Given data:
— Begin —

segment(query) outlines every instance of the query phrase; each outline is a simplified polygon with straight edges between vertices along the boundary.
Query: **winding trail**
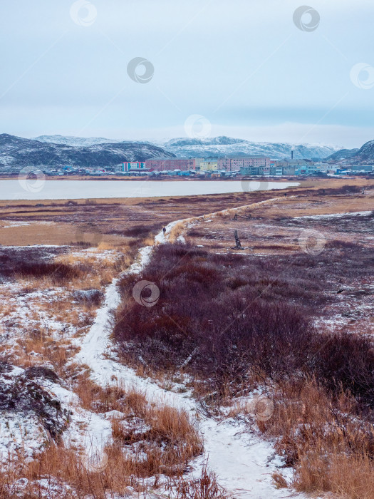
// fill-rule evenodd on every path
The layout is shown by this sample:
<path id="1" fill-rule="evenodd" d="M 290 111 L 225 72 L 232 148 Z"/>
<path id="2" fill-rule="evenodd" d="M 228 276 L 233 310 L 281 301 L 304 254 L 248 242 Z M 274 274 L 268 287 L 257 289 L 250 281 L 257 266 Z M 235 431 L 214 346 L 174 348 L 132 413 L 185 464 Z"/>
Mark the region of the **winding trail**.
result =
<path id="1" fill-rule="evenodd" d="M 270 202 L 279 197 L 266 200 L 256 205 Z M 253 207 L 253 205 L 240 207 Z M 224 210 L 226 211 L 226 210 Z M 231 210 L 230 210 L 231 212 Z M 215 214 L 204 215 L 211 217 Z M 192 223 L 203 217 L 195 219 L 177 220 L 166 227 L 155 240 L 155 244 L 162 244 L 168 240 L 172 227 L 178 222 Z M 137 261 L 126 271 L 127 273 L 140 273 L 150 259 L 152 247 L 142 248 Z M 113 279 L 105 291 L 105 303 L 98 310 L 94 324 L 89 333 L 78 344 L 80 351 L 75 357 L 75 361 L 85 364 L 91 369 L 91 378 L 98 384 L 117 384 L 118 381 L 128 387 L 134 387 L 144 393 L 150 401 L 164 403 L 170 406 L 185 408 L 196 416 L 199 431 L 203 436 L 205 457 L 208 466 L 217 475 L 219 484 L 232 497 L 269 499 L 269 498 L 306 498 L 290 489 L 276 489 L 272 483 L 271 475 L 274 472 L 281 473 L 289 481 L 292 470 L 285 468 L 281 458 L 276 456 L 271 443 L 260 438 L 254 428 L 239 418 L 217 421 L 202 416 L 198 403 L 191 393 L 180 393 L 160 388 L 152 379 L 145 379 L 135 371 L 109 358 L 106 355 L 112 348 L 110 343 L 110 317 L 112 310 L 117 308 L 120 302 L 118 289 L 119 278 Z M 96 428 L 96 431 L 98 428 Z M 104 433 L 106 430 L 104 431 Z M 107 433 L 105 433 L 105 435 Z M 100 437 L 95 437 L 100 439 Z M 101 436 L 101 441 L 104 436 Z M 199 476 L 203 465 L 204 456 L 194 460 L 192 465 L 193 475 Z M 290 474 L 291 472 L 291 474 Z"/>

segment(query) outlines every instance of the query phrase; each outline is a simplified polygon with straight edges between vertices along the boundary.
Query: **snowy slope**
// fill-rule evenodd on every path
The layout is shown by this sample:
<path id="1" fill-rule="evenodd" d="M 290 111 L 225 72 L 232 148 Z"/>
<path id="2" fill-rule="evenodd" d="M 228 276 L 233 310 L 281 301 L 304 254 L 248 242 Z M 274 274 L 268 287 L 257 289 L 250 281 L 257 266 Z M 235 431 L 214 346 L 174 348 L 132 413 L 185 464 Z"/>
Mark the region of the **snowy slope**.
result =
<path id="1" fill-rule="evenodd" d="M 213 138 L 175 138 L 161 146 L 181 157 L 269 156 L 274 160 L 323 158 L 342 148 L 328 144 L 290 144 L 286 143 L 250 142 L 229 137 Z"/>
<path id="2" fill-rule="evenodd" d="M 100 137 L 85 138 L 63 135 L 41 135 L 35 138 L 35 140 L 74 146 L 88 146 L 103 143 L 122 143 L 120 140 L 104 139 Z M 133 143 L 160 147 L 181 158 L 266 155 L 271 159 L 280 160 L 290 157 L 291 151 L 294 150 L 295 159 L 303 158 L 311 159 L 326 158 L 343 148 L 330 144 L 295 145 L 286 143 L 251 142 L 225 136 L 209 138 L 180 138 L 164 140 L 143 140 L 142 143 L 133 141 Z"/>
<path id="3" fill-rule="evenodd" d="M 72 147 L 0 135 L 0 165 L 21 169 L 26 166 L 71 165 L 82 168 L 115 166 L 123 161 L 144 161 L 155 157 L 172 157 L 162 148 L 145 143 L 121 142 Z"/>
<path id="4" fill-rule="evenodd" d="M 65 144 L 75 148 L 88 147 L 95 144 L 115 144 L 120 142 L 120 140 L 113 140 L 103 137 L 75 137 L 73 135 L 39 135 L 32 137 L 31 140 L 53 144 Z"/>
<path id="5" fill-rule="evenodd" d="M 165 235 L 161 232 L 155 244 L 167 240 L 168 234 L 177 223 L 166 227 Z M 152 247 L 140 250 L 137 261 L 128 272 L 138 273 L 147 264 Z M 104 305 L 98 311 L 96 320 L 89 334 L 79 341 L 79 353 L 75 361 L 88 364 L 91 377 L 101 386 L 107 384 L 125 383 L 143 393 L 150 402 L 162 402 L 178 408 L 185 408 L 199 419 L 199 430 L 203 436 L 205 455 L 193 463 L 192 475 L 199 476 L 208 458 L 209 467 L 218 475 L 219 483 L 230 495 L 237 498 L 305 498 L 304 495 L 291 492 L 289 489 L 276 489 L 272 483 L 274 472 L 284 474 L 289 480 L 292 470 L 284 469 L 285 463 L 274 451 L 271 443 L 260 438 L 254 429 L 248 427 L 244 418 L 231 418 L 219 421 L 202 415 L 198 403 L 190 393 L 177 393 L 160 388 L 152 380 L 138 376 L 135 371 L 108 358 L 110 351 L 110 311 L 120 304 L 117 279 L 107 287 Z M 115 380 L 113 381 L 113 380 Z M 106 431 L 106 428 L 105 428 Z M 105 433 L 105 431 L 104 431 Z M 96 433 L 96 438 L 100 437 Z M 105 438 L 103 435 L 101 440 Z"/>

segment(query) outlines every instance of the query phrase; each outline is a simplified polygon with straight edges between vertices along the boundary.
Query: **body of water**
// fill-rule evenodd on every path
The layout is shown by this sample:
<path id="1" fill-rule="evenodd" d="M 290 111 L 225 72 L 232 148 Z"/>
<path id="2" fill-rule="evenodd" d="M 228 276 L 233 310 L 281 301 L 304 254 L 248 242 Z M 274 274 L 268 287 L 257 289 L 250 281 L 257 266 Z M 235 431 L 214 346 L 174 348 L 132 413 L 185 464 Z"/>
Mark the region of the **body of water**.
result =
<path id="1" fill-rule="evenodd" d="M 298 185 L 265 180 L 0 180 L 0 200 L 162 197 L 225 194 Z"/>

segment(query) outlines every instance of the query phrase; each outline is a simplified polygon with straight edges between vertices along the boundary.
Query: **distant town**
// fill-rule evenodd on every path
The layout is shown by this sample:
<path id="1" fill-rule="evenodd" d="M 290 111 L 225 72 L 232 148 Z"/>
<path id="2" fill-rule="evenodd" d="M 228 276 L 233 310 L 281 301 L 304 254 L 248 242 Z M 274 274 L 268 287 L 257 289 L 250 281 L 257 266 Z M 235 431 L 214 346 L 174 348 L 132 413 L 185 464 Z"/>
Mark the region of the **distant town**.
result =
<path id="1" fill-rule="evenodd" d="M 124 162 L 114 167 L 83 168 L 66 165 L 54 170 L 51 168 L 33 168 L 51 176 L 63 175 L 122 175 L 136 176 L 195 176 L 197 178 L 231 178 L 240 176 L 311 176 L 344 175 L 374 173 L 371 165 L 342 165 L 331 163 L 315 162 L 293 158 L 281 161 L 266 157 L 219 158 L 191 159 L 152 159 L 145 161 Z M 8 170 L 9 171 L 9 170 Z"/>

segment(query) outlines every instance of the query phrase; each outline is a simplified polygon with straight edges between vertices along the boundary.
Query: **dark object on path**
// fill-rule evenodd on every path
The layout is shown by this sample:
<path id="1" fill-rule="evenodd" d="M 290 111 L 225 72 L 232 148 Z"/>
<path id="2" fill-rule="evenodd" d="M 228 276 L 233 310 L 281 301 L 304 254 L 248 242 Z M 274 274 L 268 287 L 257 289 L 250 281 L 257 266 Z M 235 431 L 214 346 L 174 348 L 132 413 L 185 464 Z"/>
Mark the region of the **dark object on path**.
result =
<path id="1" fill-rule="evenodd" d="M 78 289 L 73 293 L 73 296 L 80 302 L 92 303 L 98 307 L 104 297 L 104 293 L 100 289 Z"/>
<path id="2" fill-rule="evenodd" d="M 238 236 L 238 231 L 236 229 L 234 231 L 234 235 L 235 236 L 236 245 L 232 248 L 232 250 L 244 250 L 244 248 L 240 244 L 240 240 Z"/>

— End —

Exercise instructions: Find every line in the entries above that contains the word "object", and copy each of those lines.

Finished task:
Query: **dark object on path**
Mark the region of the **dark object on path**.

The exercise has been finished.